Pick out every line in the records below that contains the word "police" and copy each of those lines.

### Input material
——

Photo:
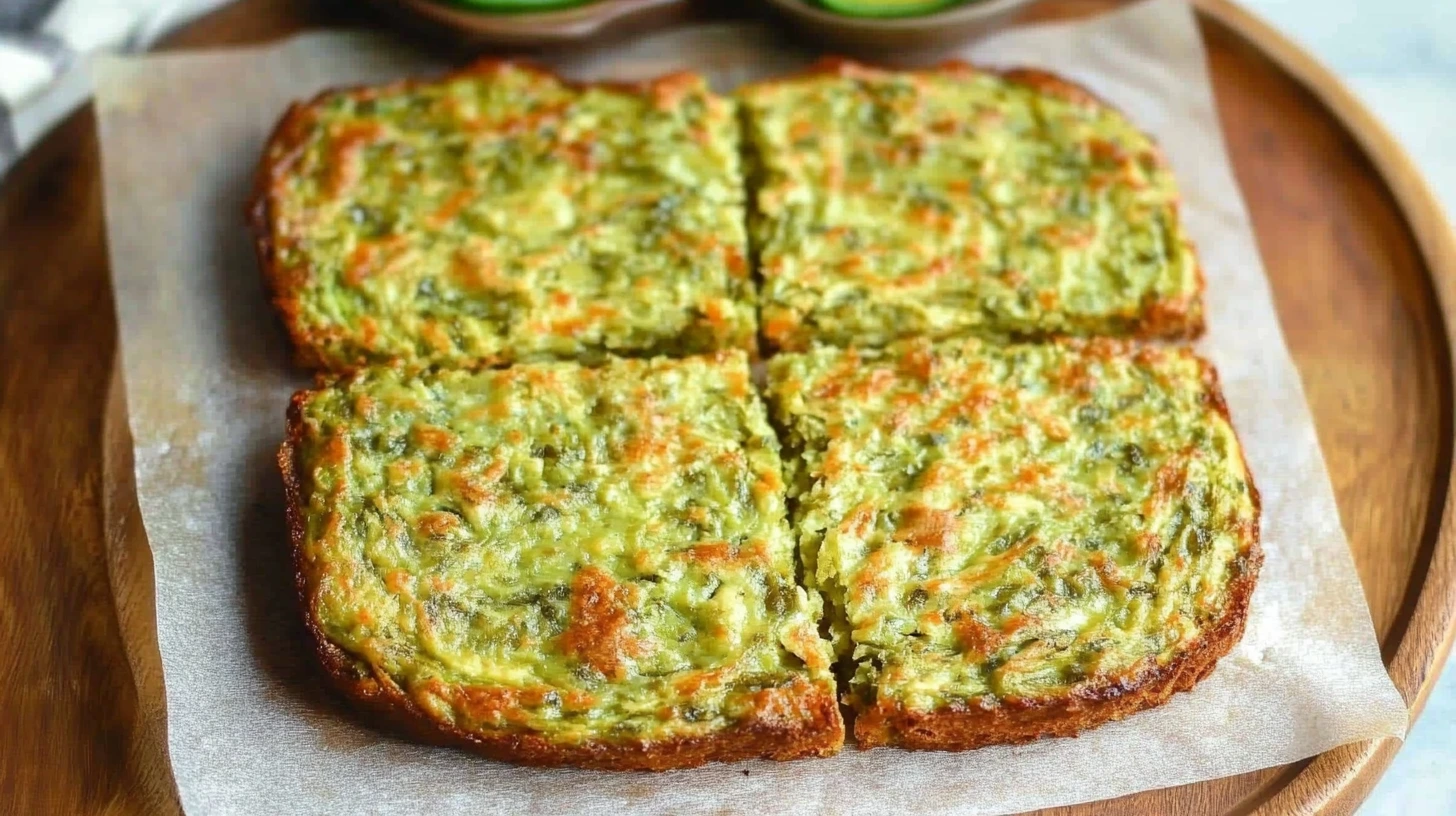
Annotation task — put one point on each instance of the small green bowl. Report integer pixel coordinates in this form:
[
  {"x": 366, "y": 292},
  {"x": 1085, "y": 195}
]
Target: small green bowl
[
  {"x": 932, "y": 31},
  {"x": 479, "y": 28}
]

——

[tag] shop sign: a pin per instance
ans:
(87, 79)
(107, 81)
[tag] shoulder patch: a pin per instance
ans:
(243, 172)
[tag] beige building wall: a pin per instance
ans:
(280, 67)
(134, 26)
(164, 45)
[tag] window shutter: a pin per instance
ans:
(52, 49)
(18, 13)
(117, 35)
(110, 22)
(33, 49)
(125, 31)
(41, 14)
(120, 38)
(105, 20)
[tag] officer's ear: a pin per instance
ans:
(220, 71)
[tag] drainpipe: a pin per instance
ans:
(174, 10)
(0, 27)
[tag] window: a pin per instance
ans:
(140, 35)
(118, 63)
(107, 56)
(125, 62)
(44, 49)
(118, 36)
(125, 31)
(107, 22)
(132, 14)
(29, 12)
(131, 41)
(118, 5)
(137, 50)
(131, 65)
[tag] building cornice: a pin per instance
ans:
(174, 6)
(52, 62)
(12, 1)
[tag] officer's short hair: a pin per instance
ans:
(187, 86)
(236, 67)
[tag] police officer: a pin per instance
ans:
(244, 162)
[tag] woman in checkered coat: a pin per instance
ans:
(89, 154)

——

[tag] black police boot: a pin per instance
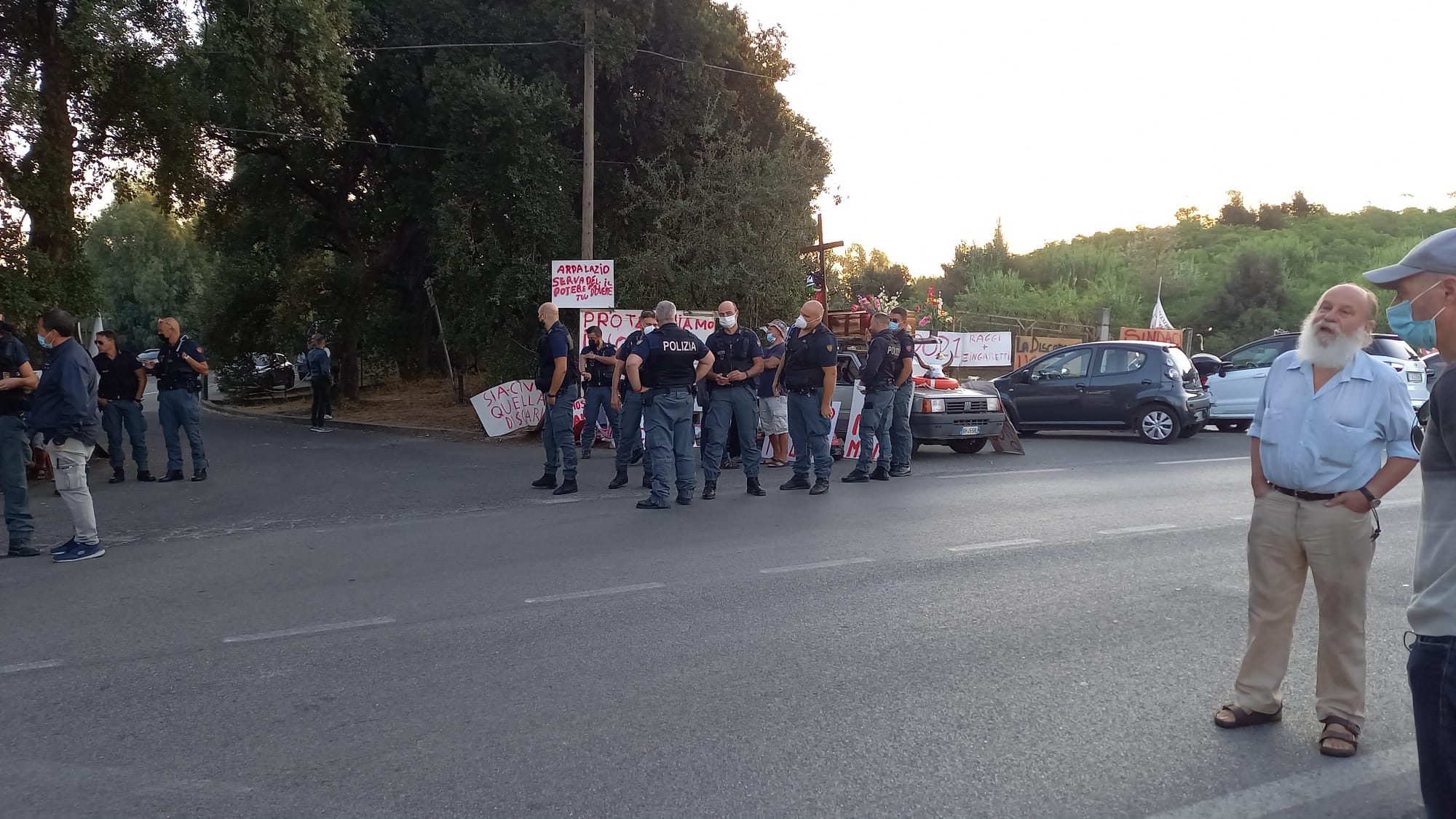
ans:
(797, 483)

——

### Reply
[tag] police officer: a pin per instance
[tag] black police boot: a pin per instance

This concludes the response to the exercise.